Un tempo il
carbone di legna era l'elemento base per la cottura dei cibi e per il
riscaldamento domestico. Usato dalle classi più agiate divenne poi di uso
comune anche nelle classi popolari fino a quando, con il progresso e con
l'avvento della tecnologia, cambiarono i sistemi di riscaldamento e di
cottura (nei primissimi anni ’50 arrivò
il Pibigas) e di conseguenza anche il tipo di combustibile. Il suo uso oggi è
limitato quasi esclusivamente alla cottura dei cibi alla brace, ma ancora fino
agli anni sessanta la produzione di carbone era assai attiva là dove esistevano
boschi ed alberi da abbattere.
Boschi e alberi degli Iblei
Gli Iblei erano ricchissimi di materia prima da
trasformare. Le aree boschive di Mandredonne, Giambra, Santolio, Bibbìa, Cardinale, Bauly, Gaetanì, Ranieri,
Castelluccio, Ciurca, Bosco Rotondo, Filiporto, e le nostre campagne sono ricche soprattutto di querce e di lecci, il legno migliore per la
produzione di carbone, ma anche di listincu
(lentisco), ulivi, oleastri, mandorli, carrubi, scornabecchi (Pistacia terebinthus), favaragghi (bagolari), ecc.
----
Consegna a -> Trascrivi di nuovo il testo sul carbone di legna, tutto da "Boschi e alberi" giù fino a "favaragghi (bagolari), ecc.", rinominando "lecci" in "sugheri".
Il testo e le voci provengono da fonti distinte.

Voci del dataset ->
----
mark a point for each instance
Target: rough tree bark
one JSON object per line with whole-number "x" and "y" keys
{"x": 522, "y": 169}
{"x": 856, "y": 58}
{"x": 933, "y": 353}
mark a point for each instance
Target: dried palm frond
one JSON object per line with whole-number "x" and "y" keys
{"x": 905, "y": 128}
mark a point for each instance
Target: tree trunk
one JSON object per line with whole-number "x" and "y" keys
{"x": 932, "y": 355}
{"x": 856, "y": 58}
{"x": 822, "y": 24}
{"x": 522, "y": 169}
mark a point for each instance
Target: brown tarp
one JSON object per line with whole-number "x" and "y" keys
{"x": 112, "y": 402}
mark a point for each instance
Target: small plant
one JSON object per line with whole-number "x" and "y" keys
----
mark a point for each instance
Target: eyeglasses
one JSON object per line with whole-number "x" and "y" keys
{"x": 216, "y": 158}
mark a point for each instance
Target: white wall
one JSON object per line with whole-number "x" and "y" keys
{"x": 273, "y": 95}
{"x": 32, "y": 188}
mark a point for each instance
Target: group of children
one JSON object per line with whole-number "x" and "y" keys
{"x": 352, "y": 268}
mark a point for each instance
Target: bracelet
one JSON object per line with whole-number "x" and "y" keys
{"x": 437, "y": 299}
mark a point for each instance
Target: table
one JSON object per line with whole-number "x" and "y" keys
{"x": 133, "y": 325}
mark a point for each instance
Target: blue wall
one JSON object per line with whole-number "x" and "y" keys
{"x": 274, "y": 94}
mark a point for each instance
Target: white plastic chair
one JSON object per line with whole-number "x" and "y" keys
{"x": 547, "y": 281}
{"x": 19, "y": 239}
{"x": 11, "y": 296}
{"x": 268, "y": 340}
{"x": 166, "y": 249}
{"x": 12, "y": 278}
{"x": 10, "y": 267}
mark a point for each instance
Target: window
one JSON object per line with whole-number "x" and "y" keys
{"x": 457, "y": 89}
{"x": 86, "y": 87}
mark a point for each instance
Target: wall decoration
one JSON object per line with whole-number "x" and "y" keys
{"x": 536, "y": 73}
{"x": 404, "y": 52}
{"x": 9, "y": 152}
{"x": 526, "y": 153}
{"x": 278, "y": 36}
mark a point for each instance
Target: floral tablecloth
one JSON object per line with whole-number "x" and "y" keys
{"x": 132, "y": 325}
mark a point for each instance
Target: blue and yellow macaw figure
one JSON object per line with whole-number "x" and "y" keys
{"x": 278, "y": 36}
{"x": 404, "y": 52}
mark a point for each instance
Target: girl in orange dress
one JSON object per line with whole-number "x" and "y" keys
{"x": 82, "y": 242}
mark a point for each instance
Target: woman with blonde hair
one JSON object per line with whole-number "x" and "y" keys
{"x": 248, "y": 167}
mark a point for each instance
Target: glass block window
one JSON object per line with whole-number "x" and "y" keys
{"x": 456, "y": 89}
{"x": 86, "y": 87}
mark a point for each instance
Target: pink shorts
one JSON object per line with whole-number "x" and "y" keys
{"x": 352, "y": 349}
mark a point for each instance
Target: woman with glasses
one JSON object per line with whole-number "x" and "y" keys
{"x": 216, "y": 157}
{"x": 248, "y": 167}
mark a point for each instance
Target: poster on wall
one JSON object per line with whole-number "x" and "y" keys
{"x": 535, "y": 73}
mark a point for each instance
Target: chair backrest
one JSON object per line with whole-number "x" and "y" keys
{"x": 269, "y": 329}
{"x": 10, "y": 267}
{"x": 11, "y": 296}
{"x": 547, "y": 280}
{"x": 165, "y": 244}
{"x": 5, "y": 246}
----
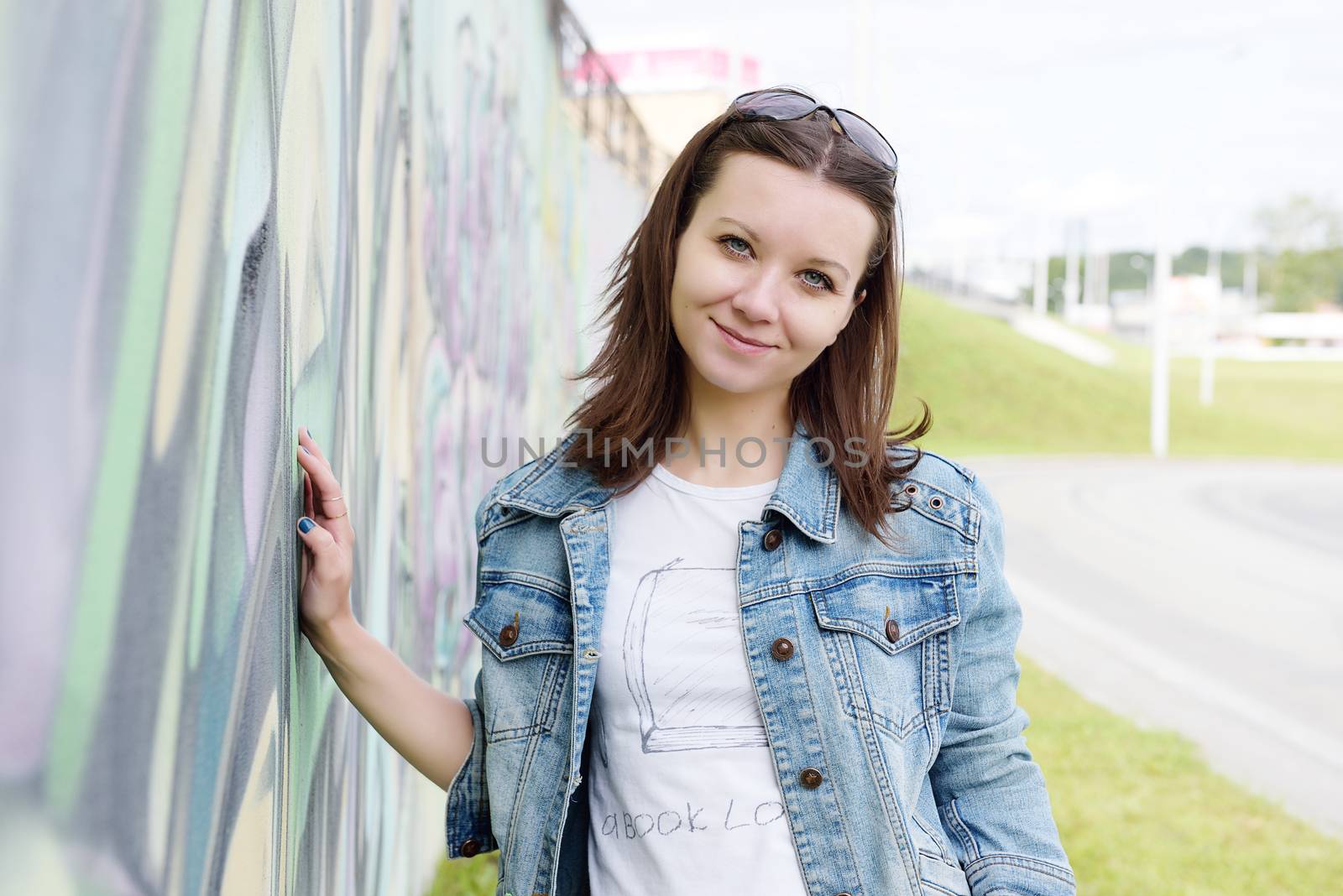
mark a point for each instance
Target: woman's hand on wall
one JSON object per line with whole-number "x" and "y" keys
----
Consegna b -> Estrai dalle voci e copia ogni riga in cui compare la parola "woman".

Risultato finale a ->
Boschi e alberi degli Iblei
Gli Iblei erano ricchissimi di materia prima da
trasformare. Le aree boschive di Mandredonne, Giambra, Santolio, Bibbìa, Cardinale, Bauly, Gaetanì, Ranieri,
Castelluccio, Ciurca, Bosco Rotondo, Filiporto, e le nostre campagne sono ricche soprattutto di querce e di sugheri, il legno migliore per la
produzione di carbone, ma anche di listincu
(lentisco), ulivi, oleastri, mandorli, carrubi, scornabecchi (Pistacia terebinthus), favaragghi (bagolari), ecc.

Risultato finale b ->
Target: woman with blonde hair
Target: woman with glasses
Target: woman's hand on wall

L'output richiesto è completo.